Selection start
Imagining God and Other Things

Mausumi Mahapatro

The impulse towards sojourn, not merely of the physical kind but that which requires the faculty of imagination, speaks to our infidelity for the present, our deep seated restlessness and yearning for the other, yet to be traversed or imagined, or to be imagined again and again like a human ritual inescapable.

Thus, we fantasise time travel or the rings of Saturn from a foot afar. We travel back to the future or to the days when Jesus lived or kings, queens and warriors imagined their own denouements. We imagine-mechanic societies free from the straitjacket of tiresome emotions: love, identity or the imbecile need to impute meaning in all that appears empty and without purpose.

The free enter the mind of the slave for leisure; the slave fantasises of the first days of freedom.

But our bond to the human experience binds us to fathom only so much. Our robot heroes and machines, we cannot bear to imagine, robbed of the joy in friendship, the sadness of enduring repetition, or the loneliness of the realisation of solitude.

1984, we envisioned through Orwell's imagination. We cringed, some of us, at the thought that thought itself could be shaken and stripped nude; that our bedrooms could reverberate our deepest confessions into the stern yet perverse bureaucrat's year, not absorb them in muted innocence as expected of a wall, a stone or a blackened piece of earth.

What then shall we expect or imagine a hundred years from the time when Big Brother was imagined? Would our world be one part fire, two parts ice or the reverse, dear Frost? Or could it be like Dante's inferno perhaps?

…A place mute of all light, that bellows as the sea does in a tempest, if it be combated by contrary winds. The infernal hurricane with its rapines, whirling and smiting it molests them.
Selection end
Information supplied start
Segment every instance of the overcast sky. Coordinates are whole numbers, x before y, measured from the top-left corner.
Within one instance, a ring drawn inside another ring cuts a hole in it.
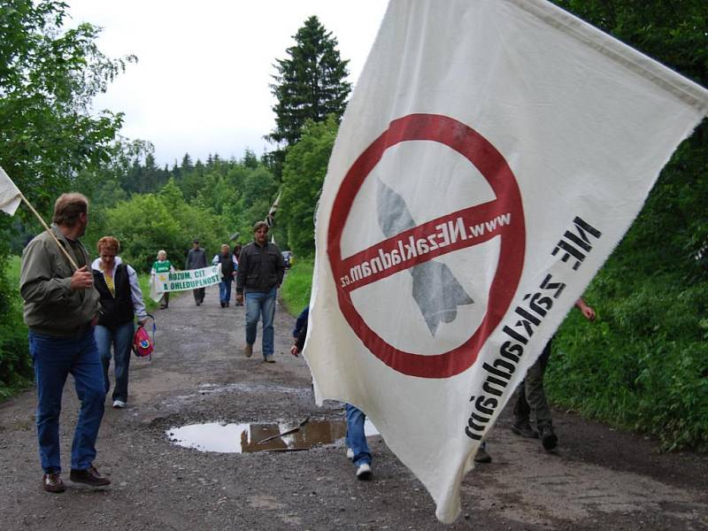
[[[317,15],[350,59],[356,82],[373,43],[387,0],[68,0],[73,25],[104,28],[101,50],[138,57],[95,100],[125,112],[123,136],[155,144],[160,165],[209,153],[241,158],[273,146],[268,83],[275,58]]]

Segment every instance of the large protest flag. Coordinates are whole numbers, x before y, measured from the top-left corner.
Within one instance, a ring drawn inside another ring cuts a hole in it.
[[[459,512],[480,442],[708,110],[543,0],[394,0],[329,161],[304,356]]]
[[[22,192],[0,167],[0,210],[12,216],[21,202]]]
[[[69,263],[73,266],[74,269],[79,269],[79,266],[76,265],[76,261],[72,258],[69,252],[64,249],[64,246],[59,243],[57,236],[55,236],[54,233],[51,232],[51,229],[45,223],[40,213],[35,210],[35,207],[32,206],[32,204],[29,201],[27,201],[27,198],[25,197],[19,189],[17,188],[17,185],[12,182],[12,180],[10,179],[10,176],[2,167],[0,167],[0,210],[10,214],[11,216],[13,216],[22,201],[25,202],[25,204],[27,205],[27,208],[29,208],[32,213],[35,214],[37,219],[39,219],[39,222],[44,227],[44,230],[49,233],[57,245],[59,246],[59,249],[64,253],[64,256],[69,260]]]

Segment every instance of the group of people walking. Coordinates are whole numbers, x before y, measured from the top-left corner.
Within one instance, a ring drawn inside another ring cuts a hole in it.
[[[29,328],[29,350],[35,367],[38,405],[36,412],[39,454],[43,469],[42,488],[62,492],[59,414],[67,376],[74,380],[81,400],[72,445],[72,481],[102,487],[111,483],[94,466],[96,441],[104,412],[105,396],[111,388],[110,362],[114,361],[114,408],[126,407],[128,398],[128,369],[135,321],[147,321],[135,270],[118,256],[119,241],[112,236],[98,240],[98,258],[91,261],[80,241],[88,225],[88,199],[77,193],[63,194],[54,206],[50,229],[29,242],[22,255],[20,294],[24,299],[24,319]],[[238,254],[222,245],[212,263],[219,265],[219,302],[229,306],[231,285],[236,282],[236,304],[245,302],[245,345],[247,358],[253,355],[258,320],[263,322],[264,361],[274,363],[275,298],[284,273],[285,261],[277,245],[268,242],[268,225],[259,221],[253,227],[253,242]],[[186,267],[206,267],[206,253],[194,240]],[[165,250],[158,252],[151,273],[173,272]],[[197,306],[204,303],[204,289],[194,290]],[[167,308],[169,292],[162,298]],[[594,310],[582,298],[576,306],[589,319]],[[307,331],[308,308],[298,318],[293,331],[291,353],[302,350]],[[519,386],[512,430],[525,437],[540,438],[546,450],[557,442],[550,412],[543,393],[543,373],[550,354],[550,342]],[[529,421],[535,417],[536,428]],[[372,478],[371,451],[364,430],[366,415],[346,404],[347,456],[356,466],[361,480]],[[489,462],[482,444],[475,458]]]
[[[128,398],[128,371],[135,319],[143,326],[149,316],[137,273],[124,263],[119,242],[112,236],[98,240],[98,258],[91,261],[80,238],[88,223],[88,200],[81,194],[61,195],[54,205],[52,226],[32,239],[22,254],[19,290],[24,319],[29,329],[29,350],[37,387],[37,437],[48,492],[63,492],[59,415],[64,386],[73,376],[81,410],[72,445],[70,479],[94,487],[111,481],[94,466],[96,441],[111,389],[109,367],[113,359],[115,382],[112,405],[123,409]],[[241,265],[227,245],[214,257],[220,264],[221,306],[228,306],[231,283],[236,280],[236,300],[246,301],[245,354],[253,353],[256,328],[263,319],[263,356],[273,362],[275,295],[285,265],[280,250],[267,242],[268,226],[254,227],[254,242],[241,252]],[[188,268],[206,266],[204,250],[195,240]],[[158,252],[151,273],[173,272],[165,250]],[[204,289],[194,293],[204,302]],[[169,292],[162,298],[167,308]]]

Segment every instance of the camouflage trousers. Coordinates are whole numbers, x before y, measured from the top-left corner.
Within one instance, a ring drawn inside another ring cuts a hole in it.
[[[531,366],[524,381],[516,390],[517,397],[514,404],[514,422],[528,422],[531,412],[536,421],[536,428],[540,431],[544,426],[552,426],[550,408],[543,391],[543,374],[546,372],[549,358],[550,358],[551,337],[543,348],[536,362]]]

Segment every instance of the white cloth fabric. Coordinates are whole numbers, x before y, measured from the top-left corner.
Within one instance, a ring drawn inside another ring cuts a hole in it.
[[[19,189],[0,167],[0,210],[13,215],[22,201],[21,195]]]
[[[392,1],[316,223],[304,354],[454,520],[514,388],[708,92],[542,0]]]

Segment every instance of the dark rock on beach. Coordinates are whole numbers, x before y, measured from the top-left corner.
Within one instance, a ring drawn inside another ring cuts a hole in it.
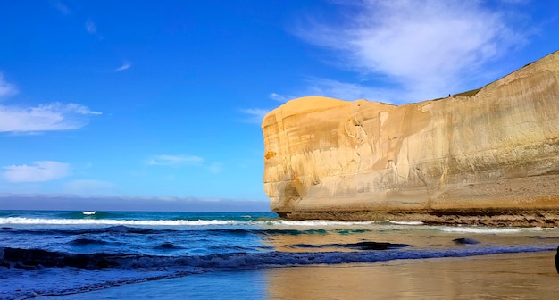
[[[555,254],[555,270],[557,270],[557,274],[559,274],[559,246],[557,246],[557,254]]]
[[[455,238],[453,242],[460,245],[476,245],[480,244],[477,240],[470,238]]]

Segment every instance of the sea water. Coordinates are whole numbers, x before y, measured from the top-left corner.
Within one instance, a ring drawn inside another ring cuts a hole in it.
[[[555,228],[287,221],[262,212],[0,211],[0,299],[204,279],[223,271],[548,251],[558,243]]]

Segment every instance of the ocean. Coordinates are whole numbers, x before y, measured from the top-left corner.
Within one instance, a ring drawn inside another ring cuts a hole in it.
[[[103,299],[113,287],[164,287],[179,278],[217,284],[205,296],[221,299],[223,290],[239,288],[228,280],[239,274],[536,253],[558,243],[555,228],[287,221],[271,212],[0,211],[0,299],[91,291]],[[242,298],[267,299],[257,281],[246,280]]]

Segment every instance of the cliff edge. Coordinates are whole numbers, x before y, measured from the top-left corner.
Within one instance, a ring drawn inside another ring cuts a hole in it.
[[[438,100],[291,100],[262,129],[284,218],[559,226],[559,52]]]

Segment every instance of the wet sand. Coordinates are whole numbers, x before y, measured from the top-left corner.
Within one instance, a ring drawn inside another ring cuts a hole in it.
[[[555,299],[555,254],[219,271],[49,299]]]

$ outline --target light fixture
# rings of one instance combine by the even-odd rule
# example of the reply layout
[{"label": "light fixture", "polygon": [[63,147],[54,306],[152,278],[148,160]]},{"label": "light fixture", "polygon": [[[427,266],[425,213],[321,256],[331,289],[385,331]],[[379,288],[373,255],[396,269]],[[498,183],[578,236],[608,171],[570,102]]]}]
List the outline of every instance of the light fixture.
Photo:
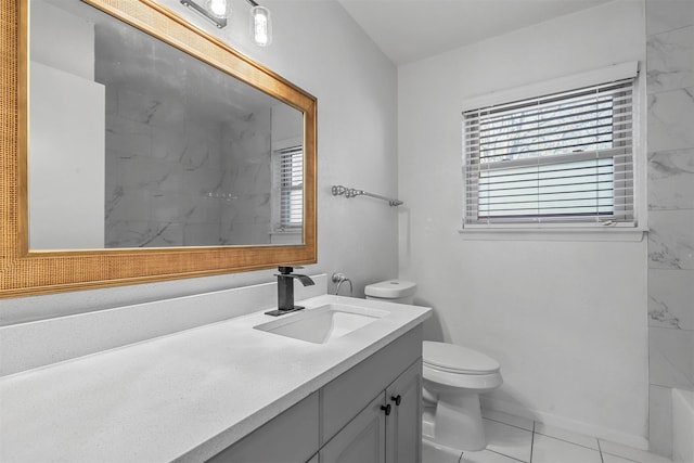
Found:
[{"label": "light fixture", "polygon": [[[205,0],[205,7],[200,3],[202,0],[180,0],[181,4],[190,8],[203,17],[209,20],[218,28],[227,27],[228,17],[231,14],[230,0]],[[268,47],[272,43],[272,22],[270,21],[270,10],[260,7],[255,0],[246,0],[250,3],[250,37],[258,47]]]},{"label": "light fixture", "polygon": [[256,2],[250,9],[250,35],[258,47],[267,47],[272,43],[272,23],[270,22],[270,10],[260,7]]},{"label": "light fixture", "polygon": [[227,27],[230,13],[227,0],[208,0],[207,8],[201,7],[195,0],[181,0],[181,4],[211,21],[218,28]]}]

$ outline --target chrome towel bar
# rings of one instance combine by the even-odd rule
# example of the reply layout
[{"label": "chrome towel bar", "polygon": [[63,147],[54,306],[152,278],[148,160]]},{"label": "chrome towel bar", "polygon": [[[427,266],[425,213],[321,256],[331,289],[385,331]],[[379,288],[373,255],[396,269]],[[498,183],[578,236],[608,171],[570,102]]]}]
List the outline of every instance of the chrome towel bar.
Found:
[{"label": "chrome towel bar", "polygon": [[380,194],[369,193],[363,190],[357,190],[354,188],[347,188],[343,185],[333,185],[333,196],[339,196],[339,195],[345,195],[345,197],[356,197],[356,196],[375,197],[376,200],[387,201],[390,207],[396,207],[403,204],[400,200],[391,200],[389,197],[381,196]]}]

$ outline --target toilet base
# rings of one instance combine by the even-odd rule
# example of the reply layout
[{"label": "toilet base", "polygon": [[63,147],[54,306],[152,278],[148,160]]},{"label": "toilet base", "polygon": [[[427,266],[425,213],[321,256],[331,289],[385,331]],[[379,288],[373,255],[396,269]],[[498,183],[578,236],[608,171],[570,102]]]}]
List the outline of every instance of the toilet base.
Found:
[{"label": "toilet base", "polygon": [[445,447],[475,451],[487,447],[479,394],[439,394],[435,408],[422,412],[422,434]]}]

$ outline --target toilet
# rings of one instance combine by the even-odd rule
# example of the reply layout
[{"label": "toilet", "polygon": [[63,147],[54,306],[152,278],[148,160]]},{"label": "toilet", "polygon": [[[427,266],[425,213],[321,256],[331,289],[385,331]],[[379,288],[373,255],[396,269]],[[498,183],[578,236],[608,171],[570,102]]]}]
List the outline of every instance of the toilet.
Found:
[{"label": "toilet", "polygon": [[[387,280],[364,288],[367,299],[410,304],[416,284]],[[487,447],[479,395],[503,383],[499,362],[462,346],[425,340],[422,346],[423,439],[457,450]]]}]

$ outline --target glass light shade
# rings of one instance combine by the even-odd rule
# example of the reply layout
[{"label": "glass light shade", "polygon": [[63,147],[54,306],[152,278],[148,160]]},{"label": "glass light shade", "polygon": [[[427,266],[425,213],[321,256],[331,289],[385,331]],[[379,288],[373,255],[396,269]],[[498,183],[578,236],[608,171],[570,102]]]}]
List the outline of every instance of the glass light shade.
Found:
[{"label": "glass light shade", "polygon": [[227,0],[208,0],[207,9],[217,17],[227,17],[229,15]]},{"label": "glass light shade", "polygon": [[259,5],[250,9],[250,34],[253,35],[253,40],[259,47],[267,47],[272,43],[270,10]]}]

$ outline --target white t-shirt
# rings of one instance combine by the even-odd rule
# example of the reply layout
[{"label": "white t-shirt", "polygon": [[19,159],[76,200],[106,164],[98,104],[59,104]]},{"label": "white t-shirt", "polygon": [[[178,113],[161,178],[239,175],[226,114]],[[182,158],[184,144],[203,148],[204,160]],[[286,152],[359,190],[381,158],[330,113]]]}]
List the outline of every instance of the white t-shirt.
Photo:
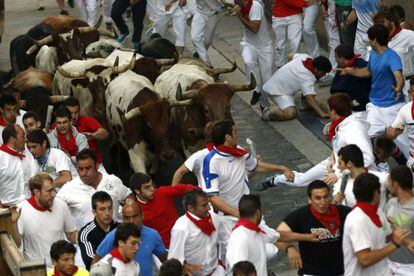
Information supplied end
#### Requirements
1 > In the essay on imagination, whose imagination does it say we used to envision 1984?
2 > Extend the essay on imagination, picking up right after its last sentence.

#### Set of answers
1 > Orwell's.

2 >
And in this prospect world of wind and wail, would there remain the eternal collective ambivalence that shrouds the existence of God or a resolute certainty of presence or absence?

Suppose God as an anachronism like those who envision still, the earth at the center of the universe a dead poet revered for only His words of prose. Imagine the anarchy, the freedom, of this time and place No Big Brother or God to whom to confess, only the wretched living out of purposeless days and nights, empty with meaning but brimming with choice without promise.

At this endpoint of the world we come face to face with certainty, where all doubts cease and melt into a substance that burns our eyes and tongue, where we see ourselves in their truest form and shriek in disgust. The cause for each of our insecurities surfaces and plays itself out to an audience, loud and rasp, the process endless with humiliation of an equal intensity each time, while our thoughts fester as boils on our heads, or lice, itching and scratching, until we pop them dead from the surface of the flaking skins on our scalps. We lose all sense of image of ourselves; all we are left with is the burning sensation as thoughts are killed, one by one or many at a time.

And yet, we still feel love - in all directions - though we scratch our heads with fierce abandon. We hear stories of a time when love was constrained and tied up in a knot so tight you couldn't breathe - where only two people: man woman, man man - we do not know- made a vow to one another to love, honour and cherish. We stare aghast thinking this could not be. Men who could be our great grandfathers tell us, even papers were signed, contracts were sealed, and grand ceremonies of celebration were made.

They also believed, our elders tell us, that spirits, gods or deities presided over them in another world, dictating between right and wrong and appearing from time to time in momentary visions in dreams, atop mountains or in valleys. We laugh and laugh until our cheeks turn blazing red in tandem with our heads.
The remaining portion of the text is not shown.